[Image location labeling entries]
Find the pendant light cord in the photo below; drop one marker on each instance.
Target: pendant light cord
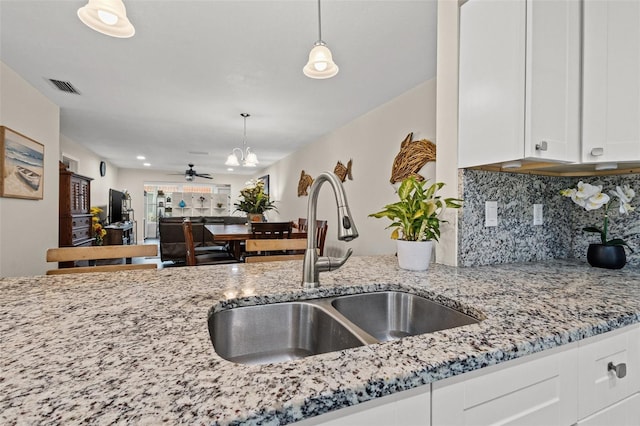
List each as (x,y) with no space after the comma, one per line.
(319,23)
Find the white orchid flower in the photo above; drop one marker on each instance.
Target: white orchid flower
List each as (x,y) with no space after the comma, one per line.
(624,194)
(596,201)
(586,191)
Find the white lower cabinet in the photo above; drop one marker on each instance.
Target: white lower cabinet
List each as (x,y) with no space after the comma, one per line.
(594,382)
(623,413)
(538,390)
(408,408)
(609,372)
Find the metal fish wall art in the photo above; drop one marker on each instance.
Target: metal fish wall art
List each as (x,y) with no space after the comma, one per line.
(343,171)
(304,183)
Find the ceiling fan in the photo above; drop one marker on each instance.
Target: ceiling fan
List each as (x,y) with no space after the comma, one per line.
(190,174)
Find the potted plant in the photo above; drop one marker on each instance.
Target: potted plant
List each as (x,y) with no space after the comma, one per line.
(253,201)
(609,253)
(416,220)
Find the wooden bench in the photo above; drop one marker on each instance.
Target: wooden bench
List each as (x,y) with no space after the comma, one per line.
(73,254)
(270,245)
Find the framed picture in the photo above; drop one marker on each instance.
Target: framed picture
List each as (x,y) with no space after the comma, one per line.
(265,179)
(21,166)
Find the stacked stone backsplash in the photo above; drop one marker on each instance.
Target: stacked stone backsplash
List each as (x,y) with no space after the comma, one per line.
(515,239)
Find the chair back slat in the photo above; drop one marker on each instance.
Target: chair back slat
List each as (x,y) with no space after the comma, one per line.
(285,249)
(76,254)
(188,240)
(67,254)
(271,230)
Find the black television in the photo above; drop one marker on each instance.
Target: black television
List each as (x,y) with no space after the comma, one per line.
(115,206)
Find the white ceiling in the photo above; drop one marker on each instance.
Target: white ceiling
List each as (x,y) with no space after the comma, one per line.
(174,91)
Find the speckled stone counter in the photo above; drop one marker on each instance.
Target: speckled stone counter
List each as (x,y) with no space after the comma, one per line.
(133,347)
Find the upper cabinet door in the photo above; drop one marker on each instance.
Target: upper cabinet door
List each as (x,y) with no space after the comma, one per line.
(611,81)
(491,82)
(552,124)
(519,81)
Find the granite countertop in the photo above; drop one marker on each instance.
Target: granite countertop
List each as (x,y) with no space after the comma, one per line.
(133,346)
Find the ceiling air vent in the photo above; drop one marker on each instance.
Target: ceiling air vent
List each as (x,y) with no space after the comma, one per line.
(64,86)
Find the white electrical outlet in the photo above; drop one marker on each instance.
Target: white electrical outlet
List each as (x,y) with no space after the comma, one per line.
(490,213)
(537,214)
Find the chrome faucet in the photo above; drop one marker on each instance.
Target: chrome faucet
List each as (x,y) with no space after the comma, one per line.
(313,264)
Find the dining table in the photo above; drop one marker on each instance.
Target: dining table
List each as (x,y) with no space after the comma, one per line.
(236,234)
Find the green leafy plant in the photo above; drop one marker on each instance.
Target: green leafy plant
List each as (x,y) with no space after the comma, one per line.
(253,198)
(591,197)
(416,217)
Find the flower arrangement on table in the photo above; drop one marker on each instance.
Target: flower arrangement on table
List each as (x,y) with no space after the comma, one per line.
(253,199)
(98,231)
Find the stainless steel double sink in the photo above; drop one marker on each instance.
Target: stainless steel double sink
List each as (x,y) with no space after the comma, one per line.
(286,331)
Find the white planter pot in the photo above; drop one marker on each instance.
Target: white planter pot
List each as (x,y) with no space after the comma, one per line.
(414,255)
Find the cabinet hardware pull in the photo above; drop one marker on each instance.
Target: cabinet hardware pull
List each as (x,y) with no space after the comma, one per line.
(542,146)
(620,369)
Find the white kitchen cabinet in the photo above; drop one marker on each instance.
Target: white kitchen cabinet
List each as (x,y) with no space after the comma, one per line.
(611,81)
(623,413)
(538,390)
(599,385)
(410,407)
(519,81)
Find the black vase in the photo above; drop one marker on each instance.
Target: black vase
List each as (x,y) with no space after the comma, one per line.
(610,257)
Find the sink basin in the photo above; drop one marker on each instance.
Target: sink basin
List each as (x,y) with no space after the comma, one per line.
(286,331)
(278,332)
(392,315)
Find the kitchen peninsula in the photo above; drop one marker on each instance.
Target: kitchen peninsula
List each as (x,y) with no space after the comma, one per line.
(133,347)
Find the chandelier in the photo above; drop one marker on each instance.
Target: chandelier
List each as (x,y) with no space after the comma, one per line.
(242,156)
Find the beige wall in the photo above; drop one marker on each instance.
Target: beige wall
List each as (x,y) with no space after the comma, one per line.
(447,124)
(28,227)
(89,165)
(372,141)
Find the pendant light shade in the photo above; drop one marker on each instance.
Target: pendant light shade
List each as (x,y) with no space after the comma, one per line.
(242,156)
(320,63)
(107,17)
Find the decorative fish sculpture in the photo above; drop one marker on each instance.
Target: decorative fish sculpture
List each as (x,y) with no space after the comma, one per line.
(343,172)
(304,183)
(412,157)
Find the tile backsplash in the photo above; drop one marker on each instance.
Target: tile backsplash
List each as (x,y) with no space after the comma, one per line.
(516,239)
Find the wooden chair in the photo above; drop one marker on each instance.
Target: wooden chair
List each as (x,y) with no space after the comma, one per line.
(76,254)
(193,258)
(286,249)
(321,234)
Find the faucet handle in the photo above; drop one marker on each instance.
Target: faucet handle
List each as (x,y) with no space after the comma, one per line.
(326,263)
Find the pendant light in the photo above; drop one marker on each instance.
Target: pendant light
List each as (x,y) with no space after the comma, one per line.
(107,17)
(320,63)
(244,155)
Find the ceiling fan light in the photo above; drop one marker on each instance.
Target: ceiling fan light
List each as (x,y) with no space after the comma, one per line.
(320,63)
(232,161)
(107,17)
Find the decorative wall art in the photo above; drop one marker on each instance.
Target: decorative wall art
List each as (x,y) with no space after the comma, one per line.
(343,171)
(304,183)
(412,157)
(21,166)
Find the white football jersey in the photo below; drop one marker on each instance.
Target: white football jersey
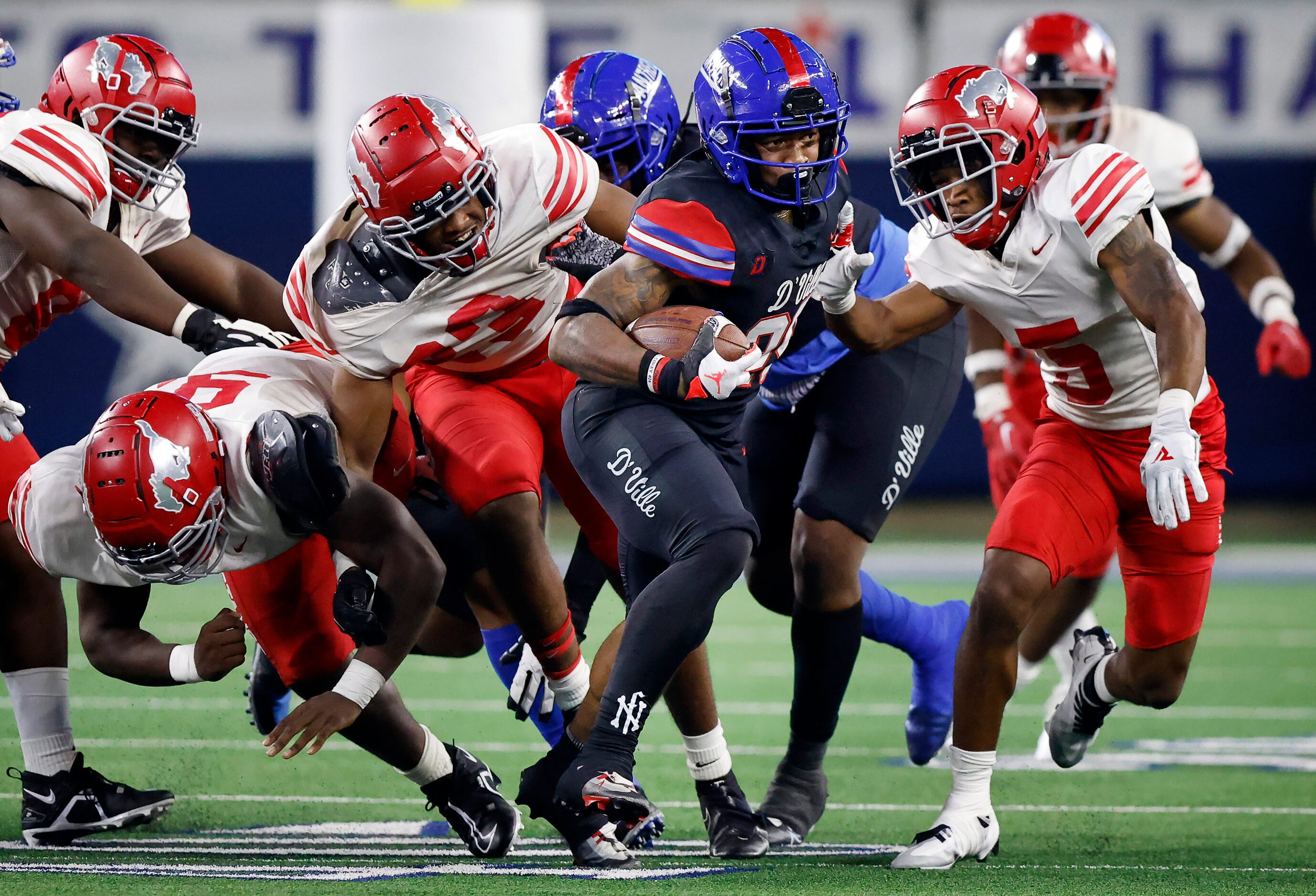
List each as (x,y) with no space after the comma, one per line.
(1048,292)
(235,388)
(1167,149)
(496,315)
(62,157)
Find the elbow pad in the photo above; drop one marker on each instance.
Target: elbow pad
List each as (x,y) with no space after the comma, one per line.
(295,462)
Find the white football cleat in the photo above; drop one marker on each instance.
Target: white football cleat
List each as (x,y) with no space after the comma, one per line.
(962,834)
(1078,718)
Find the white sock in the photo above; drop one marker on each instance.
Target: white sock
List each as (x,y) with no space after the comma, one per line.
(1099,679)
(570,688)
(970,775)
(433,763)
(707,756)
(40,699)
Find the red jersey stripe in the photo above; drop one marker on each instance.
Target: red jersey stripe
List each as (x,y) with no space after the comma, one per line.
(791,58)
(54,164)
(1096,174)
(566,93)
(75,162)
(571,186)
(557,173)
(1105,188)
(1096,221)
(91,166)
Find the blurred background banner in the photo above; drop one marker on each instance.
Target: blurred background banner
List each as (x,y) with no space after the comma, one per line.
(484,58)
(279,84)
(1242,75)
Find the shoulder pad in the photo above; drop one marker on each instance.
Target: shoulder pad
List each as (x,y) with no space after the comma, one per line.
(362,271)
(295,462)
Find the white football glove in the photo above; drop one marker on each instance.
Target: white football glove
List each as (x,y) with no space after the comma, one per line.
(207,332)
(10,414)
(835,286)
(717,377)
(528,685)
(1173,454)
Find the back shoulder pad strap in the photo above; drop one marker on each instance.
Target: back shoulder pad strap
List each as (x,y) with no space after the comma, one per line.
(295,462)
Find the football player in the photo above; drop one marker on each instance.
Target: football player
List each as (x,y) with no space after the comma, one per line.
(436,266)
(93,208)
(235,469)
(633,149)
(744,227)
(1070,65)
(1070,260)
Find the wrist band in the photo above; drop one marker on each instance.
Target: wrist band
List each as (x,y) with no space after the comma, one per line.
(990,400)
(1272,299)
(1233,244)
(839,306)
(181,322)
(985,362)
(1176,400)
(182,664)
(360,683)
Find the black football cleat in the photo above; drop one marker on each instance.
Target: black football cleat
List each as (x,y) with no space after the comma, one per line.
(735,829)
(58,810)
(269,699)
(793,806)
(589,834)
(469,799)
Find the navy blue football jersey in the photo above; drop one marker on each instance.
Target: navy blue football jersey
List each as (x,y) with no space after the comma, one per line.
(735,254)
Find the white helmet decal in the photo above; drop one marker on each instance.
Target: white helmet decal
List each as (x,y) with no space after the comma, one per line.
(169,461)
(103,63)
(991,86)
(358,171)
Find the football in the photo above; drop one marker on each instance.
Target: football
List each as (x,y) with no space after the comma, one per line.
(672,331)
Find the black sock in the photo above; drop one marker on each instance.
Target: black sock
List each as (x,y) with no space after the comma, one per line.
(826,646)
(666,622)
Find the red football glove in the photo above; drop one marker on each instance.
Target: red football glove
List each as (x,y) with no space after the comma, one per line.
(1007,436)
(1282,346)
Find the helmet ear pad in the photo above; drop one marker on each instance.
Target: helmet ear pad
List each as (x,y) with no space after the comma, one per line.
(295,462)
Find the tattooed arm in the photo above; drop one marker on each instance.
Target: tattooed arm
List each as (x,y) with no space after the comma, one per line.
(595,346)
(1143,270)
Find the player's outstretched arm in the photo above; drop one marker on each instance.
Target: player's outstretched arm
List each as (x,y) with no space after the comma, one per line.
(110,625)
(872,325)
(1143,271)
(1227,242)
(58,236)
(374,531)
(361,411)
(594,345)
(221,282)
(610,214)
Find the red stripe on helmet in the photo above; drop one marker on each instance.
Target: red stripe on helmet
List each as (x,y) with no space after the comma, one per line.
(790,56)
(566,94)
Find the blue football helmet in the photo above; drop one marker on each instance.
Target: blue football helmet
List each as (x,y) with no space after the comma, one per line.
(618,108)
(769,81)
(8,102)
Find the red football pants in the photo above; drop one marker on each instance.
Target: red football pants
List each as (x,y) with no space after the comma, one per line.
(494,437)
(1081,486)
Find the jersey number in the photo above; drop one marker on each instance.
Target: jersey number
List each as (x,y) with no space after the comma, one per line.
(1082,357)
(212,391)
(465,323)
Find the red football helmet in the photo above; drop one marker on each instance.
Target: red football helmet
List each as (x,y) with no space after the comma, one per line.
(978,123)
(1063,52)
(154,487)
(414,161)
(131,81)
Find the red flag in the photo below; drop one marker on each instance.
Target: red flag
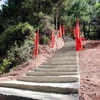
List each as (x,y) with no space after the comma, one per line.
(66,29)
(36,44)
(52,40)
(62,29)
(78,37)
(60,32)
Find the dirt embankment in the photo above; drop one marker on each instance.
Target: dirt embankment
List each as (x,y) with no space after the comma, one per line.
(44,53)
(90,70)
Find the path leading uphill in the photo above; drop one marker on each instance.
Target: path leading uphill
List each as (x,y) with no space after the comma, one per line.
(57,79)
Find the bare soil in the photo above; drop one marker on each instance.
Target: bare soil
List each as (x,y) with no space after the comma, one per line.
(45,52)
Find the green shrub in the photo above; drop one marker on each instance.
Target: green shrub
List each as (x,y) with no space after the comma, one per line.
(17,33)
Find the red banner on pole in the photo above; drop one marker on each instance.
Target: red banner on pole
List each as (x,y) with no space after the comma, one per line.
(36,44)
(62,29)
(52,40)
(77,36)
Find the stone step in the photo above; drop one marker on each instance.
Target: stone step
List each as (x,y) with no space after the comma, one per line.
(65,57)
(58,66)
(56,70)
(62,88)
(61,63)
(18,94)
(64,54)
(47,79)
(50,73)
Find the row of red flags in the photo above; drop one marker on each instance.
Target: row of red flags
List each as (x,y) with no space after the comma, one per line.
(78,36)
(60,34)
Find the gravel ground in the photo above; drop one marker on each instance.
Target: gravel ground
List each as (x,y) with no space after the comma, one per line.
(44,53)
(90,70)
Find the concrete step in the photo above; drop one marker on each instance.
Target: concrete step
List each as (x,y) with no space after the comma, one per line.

- **AIM**
Your task is to transcribe the line containing "Find the path" and every line after it, through the last line of the data, exactly as written and with nothing more.

- **ANSWER**
Find the path leading uphill in the photo above; drop one marker on each instance.
Target: path leading uphill
List each as (x,y) with no space after the comma, one per line.
(57,79)
Find the bare soil in the photo above; drop one marker on each instance.
Target: bare soil
List each as (x,y) with no space after the comma, one per line.
(45,52)
Find the green shrub in the photo above; drop one marker on each instance.
Target: green shrub
List each as (x,y) with no space after the comma, one per line.
(17,33)
Find the red banner on pole in the photo above; drop one marker on each instance.
Target: red banner on pole
List each as (x,y) with no space after the comma, one per line.
(36,44)
(62,29)
(52,40)
(77,36)
Find the stone step in the photo above; drop one marker on each instance.
Target: stone step
List each as (x,y) with no space after the comma, one per line.
(65,57)
(58,66)
(56,70)
(62,88)
(61,63)
(18,94)
(64,54)
(47,79)
(50,73)
Find the row of red flags in the photo above; drop one marker on each instance.
Target: row of red flags
List each as (x,y) with no space after the comma, one per line.
(78,36)
(60,34)
Find the gravel ground in the photo above; drop one marker on each instance.
Target: gravel ground
List each as (x,y) with no space after the comma, one per line.
(44,53)
(90,70)
Find the concrete step in the photo above; drop one marker on each instance.
Target: concrete step
List each as (x,y) with no space after the comma, one per line.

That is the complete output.